↓↓↓
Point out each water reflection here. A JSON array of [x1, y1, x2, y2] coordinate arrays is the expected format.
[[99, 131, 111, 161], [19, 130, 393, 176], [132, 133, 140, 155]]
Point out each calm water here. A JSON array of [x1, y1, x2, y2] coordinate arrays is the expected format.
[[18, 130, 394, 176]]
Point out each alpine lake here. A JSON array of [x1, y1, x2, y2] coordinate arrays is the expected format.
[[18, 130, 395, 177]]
↑↑↑
↓↓↓
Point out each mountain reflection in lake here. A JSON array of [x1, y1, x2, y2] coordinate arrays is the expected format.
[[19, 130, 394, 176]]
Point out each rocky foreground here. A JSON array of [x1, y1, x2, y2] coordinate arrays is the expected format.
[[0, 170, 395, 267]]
↑↑↑
| OBJECTIVE |
Recast the lines from the one containing "Point out each calm" up to and including the one containing "[[18, 130, 395, 177]]" as a JSON list of strings, one string per line, with any blank lines omitted.

| THE RESULT |
[
  "Point out each calm water here. A JSON array of [x1, y1, x2, y2] coordinate arrays is the expected format.",
  "[[18, 130, 394, 176]]",
  "Point out each alpine lake here. A JSON array of [x1, y1, x2, y2] coordinate arrays is the expected format.",
  "[[18, 130, 395, 177]]"
]